[Photo-based point labeling data]
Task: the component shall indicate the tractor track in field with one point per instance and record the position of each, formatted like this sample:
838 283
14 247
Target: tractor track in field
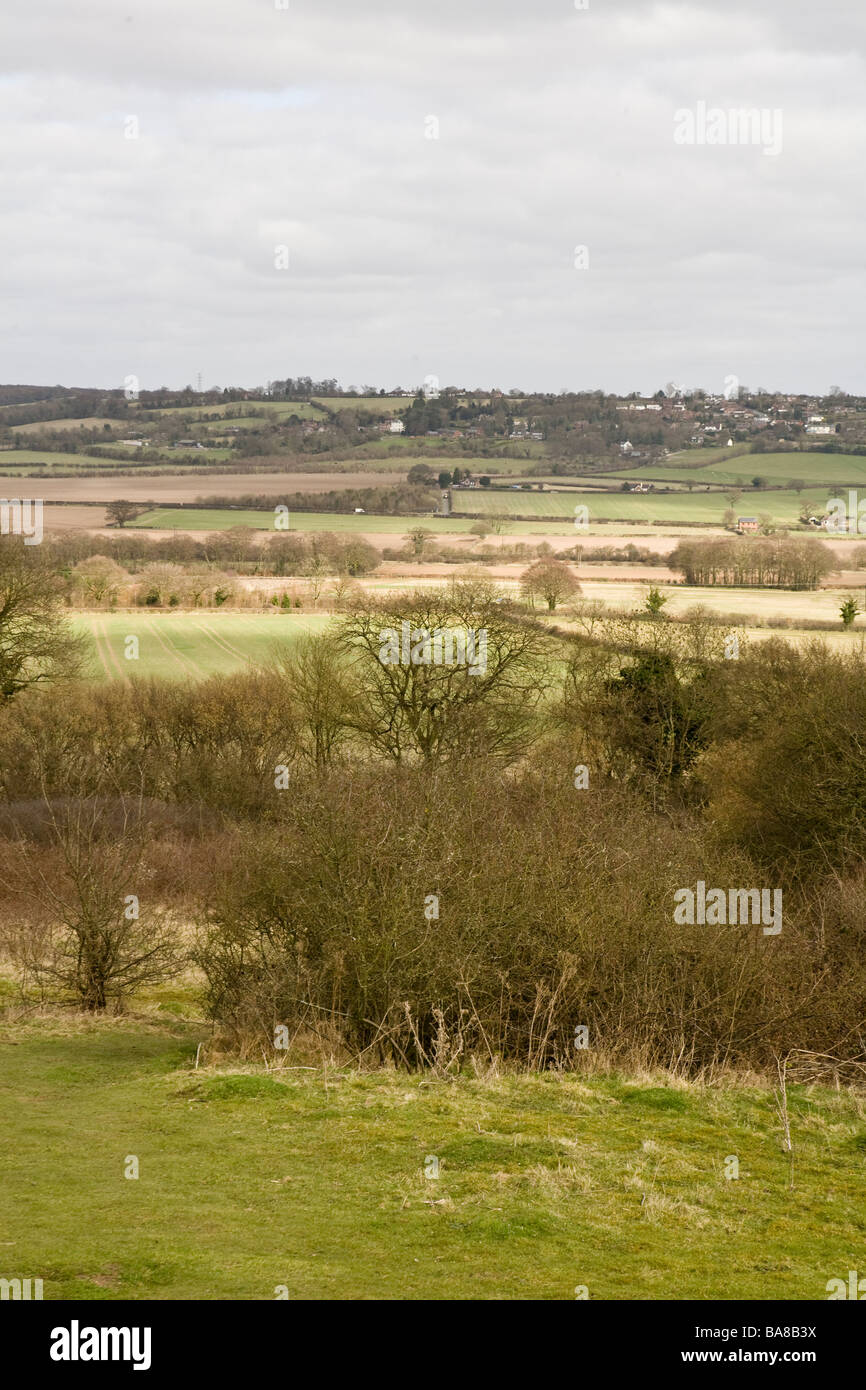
186 663
223 642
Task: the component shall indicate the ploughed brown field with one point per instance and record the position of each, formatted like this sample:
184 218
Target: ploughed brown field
184 487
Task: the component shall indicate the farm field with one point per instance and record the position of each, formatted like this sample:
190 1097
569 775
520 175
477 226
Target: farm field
280 407
192 485
193 645
18 459
399 455
195 519
378 405
188 645
86 423
630 506
316 1180
813 469
754 605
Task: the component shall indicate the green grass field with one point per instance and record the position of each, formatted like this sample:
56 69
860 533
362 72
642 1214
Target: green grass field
15 459
813 469
316 1180
203 519
188 645
384 405
280 407
630 506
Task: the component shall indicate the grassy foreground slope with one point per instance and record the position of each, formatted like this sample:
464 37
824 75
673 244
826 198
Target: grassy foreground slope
188 645
316 1180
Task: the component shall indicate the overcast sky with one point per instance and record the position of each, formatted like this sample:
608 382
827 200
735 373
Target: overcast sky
161 161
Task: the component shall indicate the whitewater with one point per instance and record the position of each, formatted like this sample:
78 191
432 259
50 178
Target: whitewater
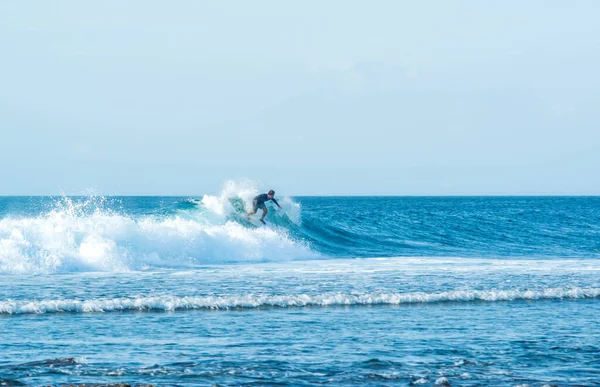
463 291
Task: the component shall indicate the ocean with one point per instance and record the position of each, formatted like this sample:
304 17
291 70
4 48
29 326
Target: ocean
373 291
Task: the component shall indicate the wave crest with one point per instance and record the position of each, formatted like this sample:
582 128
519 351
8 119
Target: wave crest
250 301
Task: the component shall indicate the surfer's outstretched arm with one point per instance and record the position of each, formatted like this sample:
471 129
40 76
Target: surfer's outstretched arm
262 218
253 209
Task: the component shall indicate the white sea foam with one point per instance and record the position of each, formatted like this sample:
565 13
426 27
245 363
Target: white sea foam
172 303
86 236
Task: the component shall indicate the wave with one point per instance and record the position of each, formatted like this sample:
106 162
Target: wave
249 301
92 235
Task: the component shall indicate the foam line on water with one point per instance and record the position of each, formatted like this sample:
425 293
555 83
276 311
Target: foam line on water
250 301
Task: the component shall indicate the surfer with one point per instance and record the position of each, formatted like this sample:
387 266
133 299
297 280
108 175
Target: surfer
259 202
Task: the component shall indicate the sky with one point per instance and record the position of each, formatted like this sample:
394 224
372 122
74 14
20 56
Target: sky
308 98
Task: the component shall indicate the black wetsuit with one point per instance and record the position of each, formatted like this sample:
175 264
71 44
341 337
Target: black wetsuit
259 201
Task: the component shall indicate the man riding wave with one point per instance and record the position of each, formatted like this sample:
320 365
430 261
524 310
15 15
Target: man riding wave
259 202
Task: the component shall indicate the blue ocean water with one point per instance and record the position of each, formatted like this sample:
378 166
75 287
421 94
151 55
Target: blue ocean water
459 291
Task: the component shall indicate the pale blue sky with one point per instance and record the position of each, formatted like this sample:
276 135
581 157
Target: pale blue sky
316 97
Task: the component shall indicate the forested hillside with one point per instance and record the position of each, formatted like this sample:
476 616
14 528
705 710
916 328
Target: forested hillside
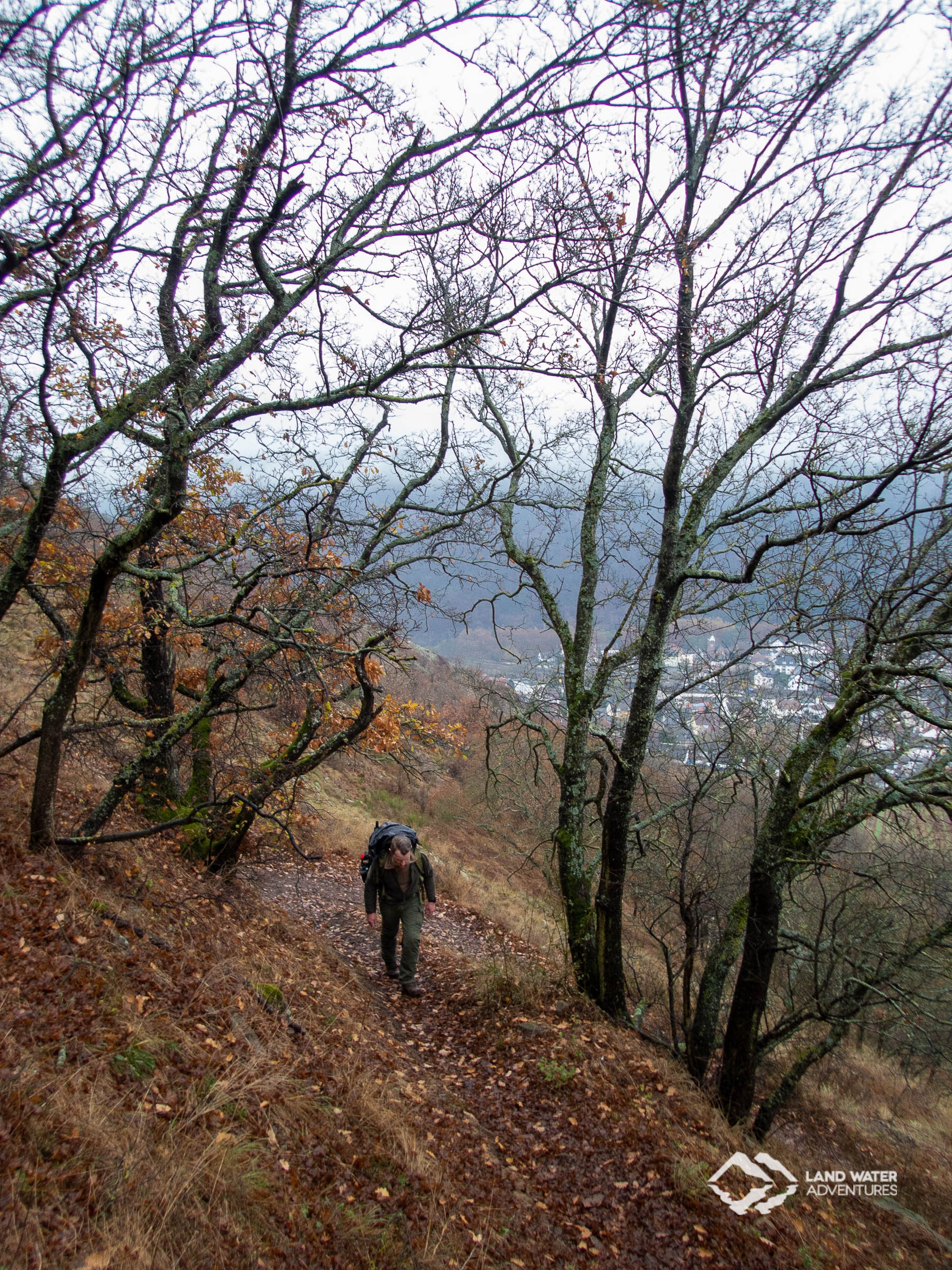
603 350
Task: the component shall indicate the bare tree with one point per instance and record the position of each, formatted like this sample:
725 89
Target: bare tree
757 322
263 266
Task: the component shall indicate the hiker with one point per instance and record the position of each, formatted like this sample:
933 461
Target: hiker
399 881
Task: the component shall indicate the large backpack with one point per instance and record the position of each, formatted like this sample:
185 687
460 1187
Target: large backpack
380 842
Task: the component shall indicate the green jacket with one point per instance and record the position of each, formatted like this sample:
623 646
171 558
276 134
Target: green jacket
385 882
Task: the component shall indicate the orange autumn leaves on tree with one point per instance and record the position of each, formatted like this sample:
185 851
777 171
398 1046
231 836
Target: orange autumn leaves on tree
239 647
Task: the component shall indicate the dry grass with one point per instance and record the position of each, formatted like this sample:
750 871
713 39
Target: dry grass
158 1115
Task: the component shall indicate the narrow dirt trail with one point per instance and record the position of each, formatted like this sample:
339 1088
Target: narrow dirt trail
551 1128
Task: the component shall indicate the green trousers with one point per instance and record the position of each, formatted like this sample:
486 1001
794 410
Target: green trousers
391 915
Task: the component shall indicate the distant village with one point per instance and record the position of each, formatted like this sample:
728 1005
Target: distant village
782 684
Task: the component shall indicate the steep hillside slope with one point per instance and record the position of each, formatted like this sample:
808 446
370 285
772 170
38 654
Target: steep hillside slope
197 1076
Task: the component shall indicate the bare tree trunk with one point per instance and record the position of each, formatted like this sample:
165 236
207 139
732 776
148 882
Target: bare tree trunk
610 983
708 1009
160 783
740 1039
56 712
42 512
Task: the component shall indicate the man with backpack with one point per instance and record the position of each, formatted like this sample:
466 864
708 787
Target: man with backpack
399 882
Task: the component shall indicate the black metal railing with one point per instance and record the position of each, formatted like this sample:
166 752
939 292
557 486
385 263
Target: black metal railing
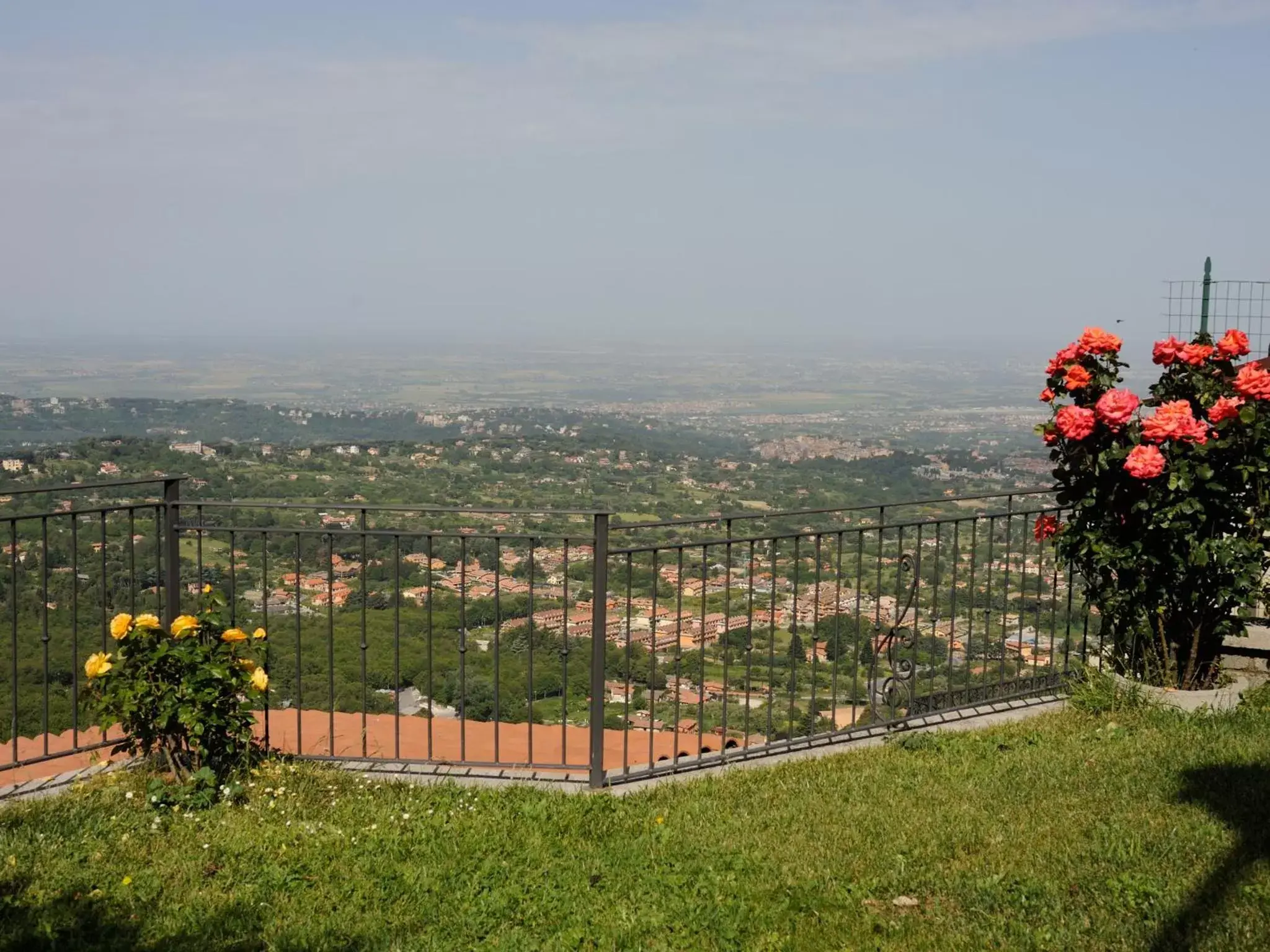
747 644
549 641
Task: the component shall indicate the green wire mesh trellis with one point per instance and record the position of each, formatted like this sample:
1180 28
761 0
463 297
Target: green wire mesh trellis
1231 304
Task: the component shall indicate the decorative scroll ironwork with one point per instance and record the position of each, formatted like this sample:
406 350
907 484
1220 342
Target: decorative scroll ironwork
895 690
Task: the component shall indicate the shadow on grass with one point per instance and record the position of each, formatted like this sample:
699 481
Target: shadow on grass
74 922
1237 796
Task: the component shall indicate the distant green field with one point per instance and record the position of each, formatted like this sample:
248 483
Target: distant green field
1126 829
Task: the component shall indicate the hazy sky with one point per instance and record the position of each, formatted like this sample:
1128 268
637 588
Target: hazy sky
643 170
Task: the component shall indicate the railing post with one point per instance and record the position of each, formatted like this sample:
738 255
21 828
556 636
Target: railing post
1203 304
172 550
598 640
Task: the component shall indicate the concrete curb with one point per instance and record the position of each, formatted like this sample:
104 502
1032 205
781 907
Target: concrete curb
980 716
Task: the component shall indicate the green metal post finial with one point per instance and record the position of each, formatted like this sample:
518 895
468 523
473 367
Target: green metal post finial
1203 304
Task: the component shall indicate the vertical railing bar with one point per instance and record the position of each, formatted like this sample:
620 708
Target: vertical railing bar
1041 594
859 624
299 703
161 578
498 624
397 645
652 667
815 633
630 681
900 597
935 614
198 545
750 635
598 624
363 645
431 681
1005 604
837 635
917 610
793 637
331 640
463 654
771 645
528 667
678 649
727 641
1053 614
133 560
564 690
75 631
987 611
265 622
43 603
701 683
970 610
13 633
957 558
233 579
171 546
530 720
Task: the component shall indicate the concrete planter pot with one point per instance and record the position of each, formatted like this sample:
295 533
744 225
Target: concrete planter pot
1223 699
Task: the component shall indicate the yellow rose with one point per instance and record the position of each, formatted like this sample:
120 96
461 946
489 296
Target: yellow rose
183 625
97 666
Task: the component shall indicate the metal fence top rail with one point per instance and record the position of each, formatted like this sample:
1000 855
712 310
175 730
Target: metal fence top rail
783 513
584 535
845 531
191 503
84 487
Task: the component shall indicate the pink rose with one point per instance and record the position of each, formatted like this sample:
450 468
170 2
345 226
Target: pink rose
1145 462
1075 421
1225 409
1233 343
1116 408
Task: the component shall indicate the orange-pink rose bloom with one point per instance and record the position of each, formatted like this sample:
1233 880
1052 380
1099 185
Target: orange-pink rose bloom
1075 421
1116 408
1145 462
1225 409
1166 351
1196 355
1253 381
1077 377
1233 343
1046 527
1095 340
1174 420
1062 358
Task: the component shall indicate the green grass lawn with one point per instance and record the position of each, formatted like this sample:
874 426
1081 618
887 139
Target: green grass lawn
1070 832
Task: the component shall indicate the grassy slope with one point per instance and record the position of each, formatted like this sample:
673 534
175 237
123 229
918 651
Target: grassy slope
1067 832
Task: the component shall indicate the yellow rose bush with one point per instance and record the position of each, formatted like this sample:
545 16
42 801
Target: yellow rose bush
183 694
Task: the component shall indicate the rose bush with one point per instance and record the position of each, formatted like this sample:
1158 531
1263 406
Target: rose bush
1169 496
184 694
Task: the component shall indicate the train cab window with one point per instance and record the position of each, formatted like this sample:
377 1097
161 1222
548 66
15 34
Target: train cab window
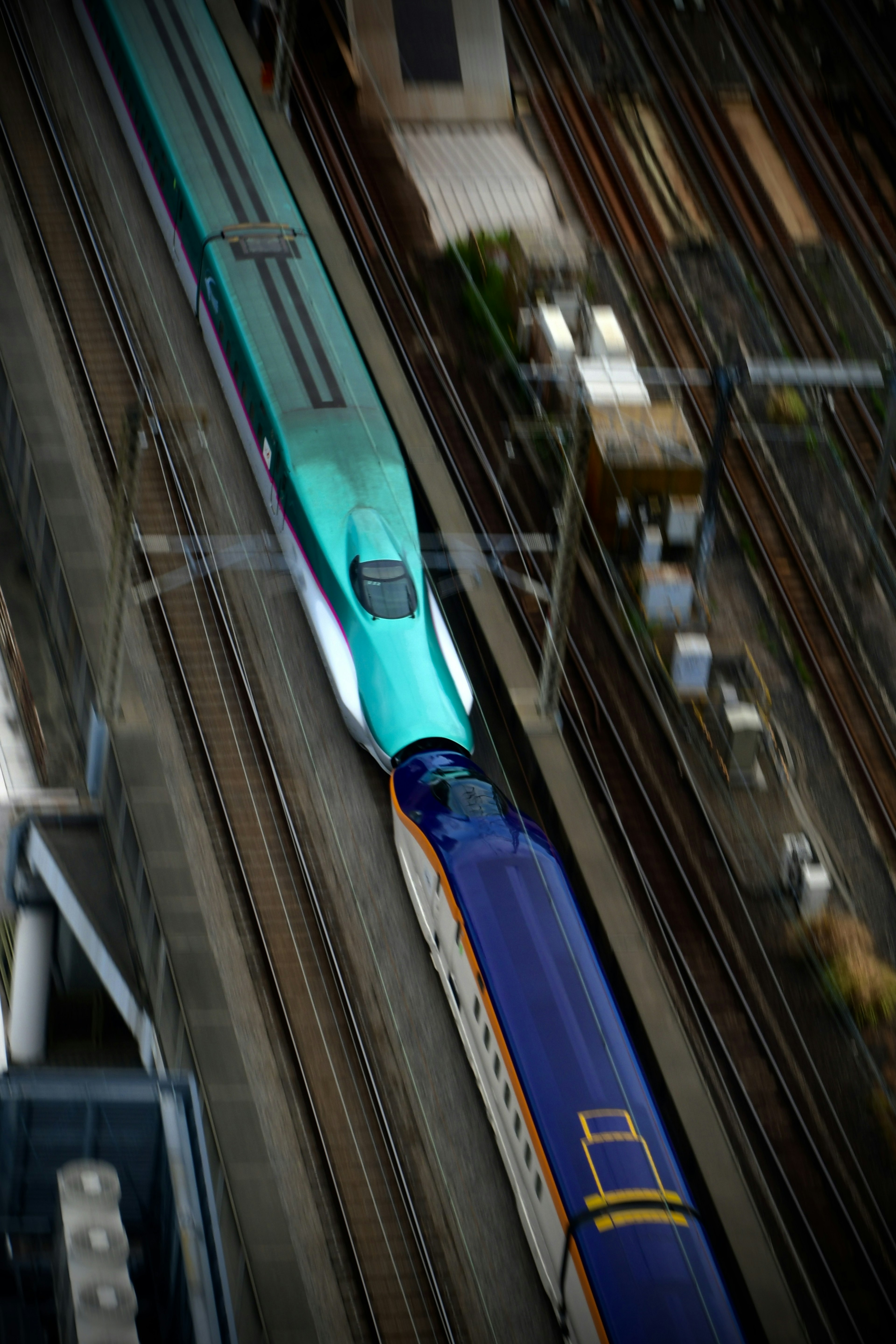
383 588
467 794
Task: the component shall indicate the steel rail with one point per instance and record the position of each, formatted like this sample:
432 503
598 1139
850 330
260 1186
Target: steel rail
841 713
780 587
225 623
734 214
846 41
328 171
807 109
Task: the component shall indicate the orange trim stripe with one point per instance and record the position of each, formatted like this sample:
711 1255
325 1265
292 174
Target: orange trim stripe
508 1062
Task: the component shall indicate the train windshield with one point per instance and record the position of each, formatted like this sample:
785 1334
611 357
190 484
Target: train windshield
383 588
468 795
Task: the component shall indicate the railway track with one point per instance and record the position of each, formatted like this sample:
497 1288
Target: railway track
385 1242
737 1023
859 716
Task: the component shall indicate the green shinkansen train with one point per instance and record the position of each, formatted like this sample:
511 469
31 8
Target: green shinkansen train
322 448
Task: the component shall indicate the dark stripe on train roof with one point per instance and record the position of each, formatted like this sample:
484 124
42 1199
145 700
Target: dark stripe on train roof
259 207
240 212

- PROBLEM -
For this exercise, please retype exactly the lines in the listing from the line with "Task: the component shall indicate the railway" through its last line, both ends included.

- FINAL RESULT -
Task: the component shall indicate the railway track with one point per instance and record the position of each, formatted like this sample:
497 1288
Target: railway track
385 1242
737 1023
859 716
Task: the component shall indicate the green shinkansen train with one point per instance and record the position of each, formatted like this sample:
511 469
31 8
Target: green shinkansen train
322 448
Task: the component shall indicate the dark stripe on train roof with one point per instance and record the position of each, formatted like this sample:
484 124
42 1199
145 700
Target: dark stripe on train roof
259 207
240 212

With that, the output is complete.